*Given passage*
[p2p-research] [Commoning] Non digital commons a lot more complicated than Free Software

Michel Bauwens michelsub2004 at gmail.com
Thu Dec 23 06:18:04 CET 2010


thanks Neal,

you are undboutedly right about the stress on benefits, but this can be
taken to far, and often there is a price to pay, if you start using the same
tactics as the advertising industry, or mass marketing  industry, how far
does that affect the original ideas and practice...

there are also many orgs which may not have the ambition to reach the masses
... I think most of the important people in history, say marx, freud, gandhi
did not write for the masses ... yet they had a major cultural influence ...
the key is as you say, to find 'translators' ..



On Thu, Dec 23, 2010 at 12:12 PM, Neal Gorenflo <neal at shareable.net> wrote:

> Yes, I agree Michel, it's about a mix of self and common interest.  It
> is more accurate to say that you have to shift rhetoric to highlight
> benefits when you want to move your cause beyond early adopters to the
> early majority.  At least that's one theory.
>
> It's nothing new to adjust your messaging in this way to grow a party,
> a movement, or sales of a product.  The book Crossing the Chasm
> explains this in the context of marketing technology products.  It
> steals from decades of diffusion of innovation research (without
> attribution I might add).  And so what I'm sharing is a perspective
> rather than an opinion.  I'm relaying casually and imprecisely
> findings from this field.
>
> Another way I learned of this perspective if from working for
> consultancy FAS.research.  FAS helped the Green Party of Vienna expand
> it's base of support by using such a strategy in 2005 (combined with
> social network analysis).
>
> From a communications strategy standpoint, the challenge to grow a
> movement from a small core to a mass movement is this that you have to
> find messages that expand your base of support (new adherents) without
> splintering or alienating the base (the true believers).  This is what
> the Green Party in Vienna was struggling with five years ago.  As it
> was told to me, the factions within the core group had problems
> developing effective messaging around the platform.  Thus, they stayed
> with the most internally consistent language and stagnated for several
> years.  They hired FAS to help them break out of this rut.
>
> Here's a 9 slide summary of the strategy:
> http://www.slideshare.net/FAS.research/the-swingfluentials
>
> Also, if you want to dig in a little bit, take a look at the two
> articles I co-authored in the attached anthology.  The main point of
> one of the articles is that the party ideologues play a central role
> in solidifying the base, but because they surround themselves with
> people that mostly agree with them, they can only play a limited role
> in expanding the base.  To grow, you have to influence / recruit
> moderates that are actually in contact with members of the opposition
> so there's a chance at influencing people on the other side.  Note
> that team-writing these articles did not produce a particularly good
> result, but the ideas are worthwhile.

*Written exercise a*
In the email, swap "advertising industry" for "entertainment industry" and write out the part that starts with the words "you are undboutedly" and ends with "cultural influence ...".

*Data supplied*
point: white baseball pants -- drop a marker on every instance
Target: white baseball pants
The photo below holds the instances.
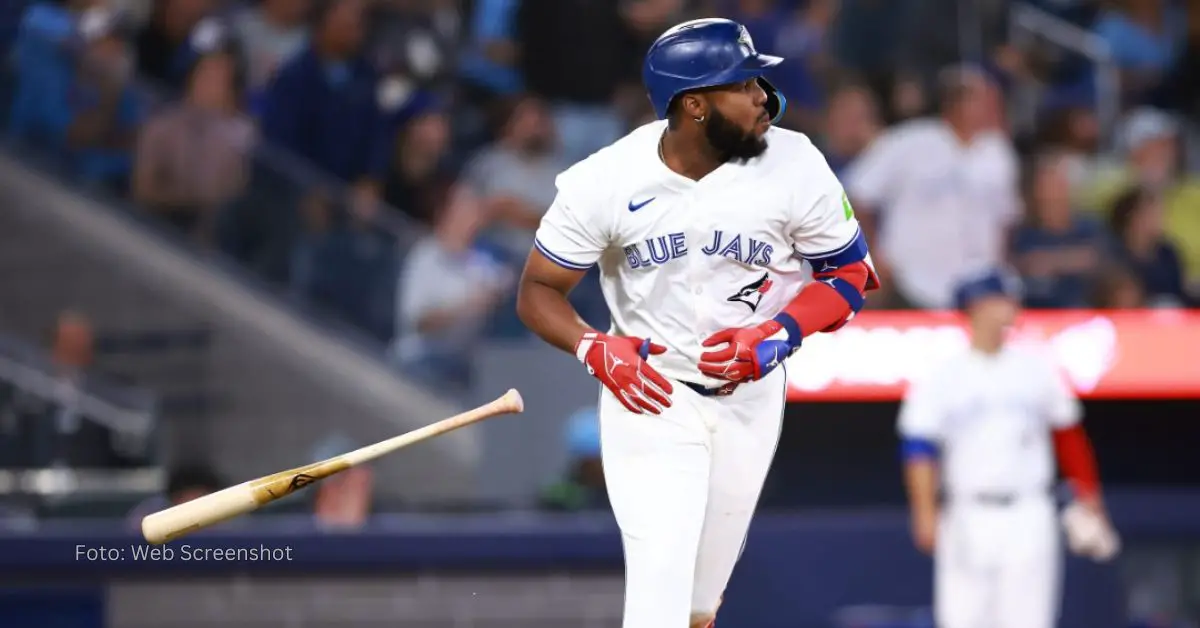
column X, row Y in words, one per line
column 684, row 486
column 997, row 566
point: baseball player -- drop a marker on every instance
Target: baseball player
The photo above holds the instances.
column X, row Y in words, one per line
column 721, row 241
column 984, row 426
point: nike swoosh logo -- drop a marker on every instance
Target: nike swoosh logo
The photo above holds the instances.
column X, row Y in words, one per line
column 635, row 207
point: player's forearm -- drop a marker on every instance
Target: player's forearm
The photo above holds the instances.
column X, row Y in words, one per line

*Written exercise b*
Pull out the records from their very first line through the line containing "column 635, row 207", both ends included, and copy them unchanged, without the pictures.

*Exercise output a*
you are undboutedly right about the stress on benefits, but this can be
taken to far, and often there is a price to pay, if you start using the same
tactics as the entertainment industry, or mass marketing  industry, how far
does that affect the original ideas and practice...

there are also many orgs which may not have the ambition to reach the masses
... I think most of the important people in history, say marx, freud, gandhi
did not write for the masses ... yet they had a major cultural influence ...

*Exercise output b*
point: white baseball pants -- drop a marker on every instance
Target: white baseball pants
The photo below holds the instances.
column X, row Y in words, one per line
column 684, row 486
column 997, row 566
point: baseball player -- drop a marker on every instance
Target: baseball player
The photo above holds the instances.
column X, row Y in words, one per line
column 721, row 241
column 984, row 426
point: nike swoosh logo -- drop a marker on every instance
Target: nike swoosh logo
The photo above holds the instances.
column X, row Y in words, one per line
column 635, row 207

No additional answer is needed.